Kids in bubble

Instagram for Science

In Maine, a children’s museum and a college writing program partnered to create an app that spurred youth to explore, and write about, science in the world around them.

The pitch to the kids attending the science festival was simple—try this new app and comment on things you learned at the science festival.

The team making the pitch—members of the Maine Writing Project and Maine Discovery Museum—held their collective breath. This was the culmination of more than two years of trial and error in creating an immersive experience for teens that blended writing and science.

“You can post pictures, [share] your thoughts, and, if you want, learn about some of the exhibits around you,” the team stressed. Within a few hours they had given that pitch to dozens of youth. They got the idea, the adults were certain, but would they use it?

The partnership between a children’s museum in Bangor, Maine, and teachers of writing at the Maine Writing Project had begun two years earlier as part of the Intersections project. Inspired by a groundswell of interest in science sparked by Bangor’s inaugural Maine Science Festival in March 2015, the partners came together to see how they might capitalize on the enthusiasm to promote the natural connection between science and writing.

The group met regularly to plan their joint project, though not without some reservations.

“I can remember thinking that I wasn’t sure I could take on one more thing—away from campus, new people to deal with,” Ken Martin, director of the Maine Writing Project, said of the initial idea. “Niles, on the other hand, was excited about the idea,” he remembered.

“This was exactly what we were looking for,” Niles Parker, executive director of the museum, said. “As a children’s museum, we had become very insular in pursuing a narrow mission limited to serving kids ages 3-8 strictly within the museum walls. We wanted to knock those walls down and get outside the museum.”

Eventually, they settled on an app that kids could use to explore “science all around them.” They hired an app developer and began creating the content. The first app rolled out on Android devices in early 2015 and largely mimicked a classroom experience, with lots of text and prompts on specific aspects.

It bombed. The death knell came when the ninth-grade testers pronounced it “boring.”

Back at the drawing board, the team revamped the app entirely. At its heart, the new version was now about social sharing. The content would focus on four iconic Maine sites: Fort Knox, Orono’s Bog Walk, Mt. Katahdin, and the Penobscot River. Gone were the long explanations and lectures, replaced with mini articles on “mind-blowing” topics, as one of the teens put it. Teens could snap photos of what they saw and learned and share them, ask questions, and answer others—a “sort of Instagram for science,” Martin said.

§ Given data
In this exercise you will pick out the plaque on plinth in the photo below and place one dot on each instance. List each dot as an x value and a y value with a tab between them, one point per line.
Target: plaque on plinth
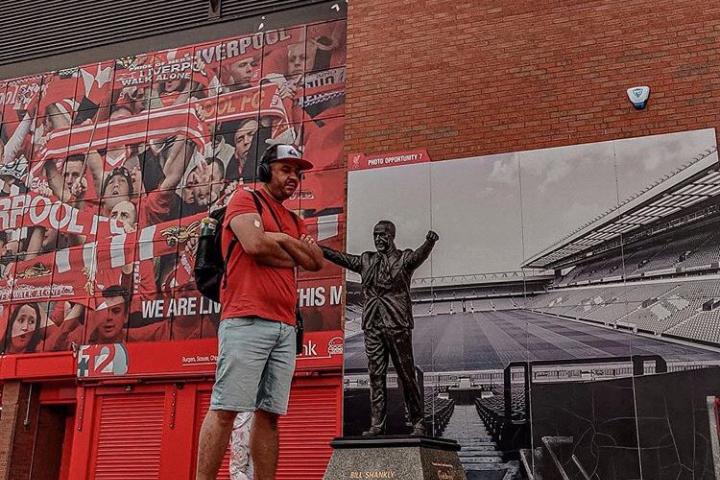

§ Instructions
a) From the article about the Maine science app, extract the passage from "In Maine, a" up to and including "they use it?".
b) In the article about the Maine science app, who called the first version of the app "boring"?
c) Carry on writing the article about the Maine science app, starting after its last sentence.

§ Written answers
a)
In Maine, a children’s museum and a college writing program partnered to create an app that spurred youth to explore, and write about, science in the world around them.

The pitch to the kids attending the science festival was simple—try this new app and comment on things you learned at the science festival.

The team making the pitch—members of the Maine Writing Project and Maine Discovery Museum—held their collective breath. This was the culmination of more than two years of trial and error in creating an immersive experience for teens that blended writing and science.

“You can post pictures, [share] your thoughts, and, if you want, learn about some of the exhibits around you,” the team stressed. Within a few hours they had given that pitch to dozens of youth. They got the idea, the adults were certain, but would they use it?

b) The ninth-grade testers.

c)
“We wanted to knock those walls down and get outside the museum.”


Now, the day of reckoning had come. As the Intersections team waited, the kids took the app in hand and made it their own. Slowly their posts started to trickle in: a swarm of bees, then a 3-D printed heart. One teen added a photo of his buddy gripping a Van de Graaff generator, his hair wild with static electricity. Three girls snapped the neuroscience colorblind display.

The posts continued to roll in throughout the day: genetic vs. natural tomatoes, robotic arms, magnetic feats of wonder. Some focused on the science, and some focused on themselves, but the “kids showed what we’d hoped for,” said Martin, “that if you give youth an unstructured place to explore and comment on the things they are learning, then they will—sometimes in ways you don’t expect.”

Many kids treated the app like other social media, but some went further, posing questions to the discussion stream, which sometimes sparked other questions. The posts continued for days after the festival.

One user snapped the wispy clouds on the ride home. “Mare’s tails,” he noted, “foretelling a storm.” It snowed that night.

“Our little snowball was starting to roll,” said Martin. Altogether, there were nearly 800 posts from that weekend.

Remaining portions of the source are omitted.